### Given data
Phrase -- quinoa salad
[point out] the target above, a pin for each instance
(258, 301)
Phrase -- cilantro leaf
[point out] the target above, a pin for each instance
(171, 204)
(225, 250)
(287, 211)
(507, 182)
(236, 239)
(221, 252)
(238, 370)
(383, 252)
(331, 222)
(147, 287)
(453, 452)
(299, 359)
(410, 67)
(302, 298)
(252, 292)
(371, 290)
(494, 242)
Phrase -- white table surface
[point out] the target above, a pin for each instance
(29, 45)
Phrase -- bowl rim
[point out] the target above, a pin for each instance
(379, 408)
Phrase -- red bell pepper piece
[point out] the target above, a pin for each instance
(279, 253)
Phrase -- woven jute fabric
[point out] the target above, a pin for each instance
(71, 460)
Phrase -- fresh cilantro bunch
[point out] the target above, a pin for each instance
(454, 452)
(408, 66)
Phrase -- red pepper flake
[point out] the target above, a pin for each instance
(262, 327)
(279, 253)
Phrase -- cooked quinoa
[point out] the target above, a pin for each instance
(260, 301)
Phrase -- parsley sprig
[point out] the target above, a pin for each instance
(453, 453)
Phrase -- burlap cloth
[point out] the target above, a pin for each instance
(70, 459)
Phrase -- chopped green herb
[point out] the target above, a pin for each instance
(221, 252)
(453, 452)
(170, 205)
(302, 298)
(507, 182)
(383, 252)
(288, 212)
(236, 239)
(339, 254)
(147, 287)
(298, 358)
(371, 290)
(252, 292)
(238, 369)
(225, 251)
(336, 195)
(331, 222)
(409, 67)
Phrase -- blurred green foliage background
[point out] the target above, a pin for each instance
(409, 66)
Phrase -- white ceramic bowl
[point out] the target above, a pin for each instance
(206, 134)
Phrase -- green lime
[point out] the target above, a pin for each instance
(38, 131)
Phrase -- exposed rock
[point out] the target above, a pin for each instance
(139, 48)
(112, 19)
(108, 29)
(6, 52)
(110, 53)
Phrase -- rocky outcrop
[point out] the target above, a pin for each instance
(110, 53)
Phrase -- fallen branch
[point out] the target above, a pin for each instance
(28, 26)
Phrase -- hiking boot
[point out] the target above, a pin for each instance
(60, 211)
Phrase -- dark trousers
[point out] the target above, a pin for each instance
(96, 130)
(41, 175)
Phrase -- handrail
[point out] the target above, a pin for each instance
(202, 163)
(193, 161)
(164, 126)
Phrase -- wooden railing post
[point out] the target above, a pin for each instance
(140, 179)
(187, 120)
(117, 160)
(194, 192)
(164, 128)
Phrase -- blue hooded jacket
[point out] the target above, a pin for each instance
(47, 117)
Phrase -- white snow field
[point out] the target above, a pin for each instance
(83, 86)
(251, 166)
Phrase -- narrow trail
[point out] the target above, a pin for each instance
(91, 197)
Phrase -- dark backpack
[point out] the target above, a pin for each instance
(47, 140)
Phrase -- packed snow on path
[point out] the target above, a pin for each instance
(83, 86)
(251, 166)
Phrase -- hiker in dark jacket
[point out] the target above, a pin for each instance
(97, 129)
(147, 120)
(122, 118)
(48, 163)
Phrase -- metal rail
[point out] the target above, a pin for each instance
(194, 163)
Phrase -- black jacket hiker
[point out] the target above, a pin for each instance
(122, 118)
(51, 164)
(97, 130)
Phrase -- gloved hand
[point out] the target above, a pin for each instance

### Problem
Output the records above in their entirety, exactly.

### Right answer
Phrase -- quinoa salad
[point out] the target above, a pin for each instance
(258, 301)
Phrase -- cilantro leaf
[point out] the target above, a pin for each instance
(171, 204)
(225, 250)
(287, 211)
(507, 182)
(236, 239)
(221, 252)
(238, 370)
(383, 252)
(331, 222)
(147, 287)
(453, 452)
(299, 359)
(410, 67)
(302, 298)
(252, 292)
(371, 290)
(494, 242)
Phrase -- white table surface
[point out] the target above, a pin for each instance
(29, 45)
Phrase -- bowl rim
[point out] the target above, a pin for each instance
(379, 408)
Phrase -- red bell pepper piece
[point out] the target above, a pin for each instance
(279, 253)
Phrase -- woven jute fabric
[point out] the target above, a pin for each instance
(71, 460)
Phrase -- fresh cilantro bunch
[point out] the target above, a pin for each instance
(454, 452)
(408, 66)
Phrase -- red pepper flake
[point out] the target above, a pin for each instance
(262, 327)
(279, 253)
Phrase -- cooked quinoa
[point out] the target above, a pin for each instance
(260, 301)
Phrase -- parsley sprig
[point out] the target above, a pin for each instance
(453, 453)
Phrase -- burlap cloth
[point out] the target above, a pin for each instance
(70, 459)
Phrase -- chopped green herb
[point out] the target above, a pin for each instance
(221, 252)
(453, 452)
(170, 205)
(302, 298)
(507, 182)
(383, 252)
(288, 212)
(236, 239)
(339, 254)
(147, 287)
(298, 358)
(371, 290)
(252, 292)
(238, 369)
(225, 251)
(336, 195)
(331, 222)
(409, 67)
Phrase -- blurred green foliage background
[point out] the target above, a pin for each instance
(409, 66)
Phrase -- white ceramic bowl
[point out] the target above, a pin for each instance
(206, 134)
Phrase -- green lime
[point out] the target above, a pin for each instance
(38, 131)
Phrase -- exposed rock
[point out] the target above, a pin for each instance
(139, 48)
(112, 19)
(108, 29)
(6, 52)
(110, 53)
Phrase -- rocky outcrop
[point out] the target above, a pin for each instance
(110, 53)
Phrase -- fallen branch
[point out] the target above, a pin for each instance
(28, 26)
Phrase -- hiking boot
[point out] the target above, a pin for each instance
(60, 211)
Phrase -- dark trousers
[point out] the target above, a pin for each instance
(96, 130)
(41, 175)
Phrase -- handrail
[point out] the target above, a pin for each instance
(202, 163)
(193, 161)
(164, 126)
Phrase -- wooden railing post
[point out] the target above, a pin for each instance
(140, 179)
(187, 120)
(117, 160)
(194, 192)
(164, 128)
Phrase -- blue hooded jacket
[point out] the target above, a pin for each instance
(47, 117)
Phrase -- white snow field
[point out] the target above, a pin for each instance
(83, 86)
(251, 166)
Phrase -- narrow trail
[point out] the target above, a pin for each instance
(91, 197)
Phrase -- dark backpack
[point out] the target above, a pin for each instance
(47, 140)
Phrase -- packed snow on path
[point out] the target above, a pin for each instance
(83, 86)
(251, 166)
Phrase -- hiker in dark jacket
[point out] the target above, a pin for each instance
(97, 129)
(147, 120)
(122, 118)
(48, 163)
Phrase -- metal rail
[point out] the target above, a pin for each instance
(194, 163)
Phrase -- black jacket hiker
[point out] the target above, a pin for each instance
(122, 118)
(51, 164)
(97, 130)
Phrase -- gloved hand
[point out] the target above, a pin for each instance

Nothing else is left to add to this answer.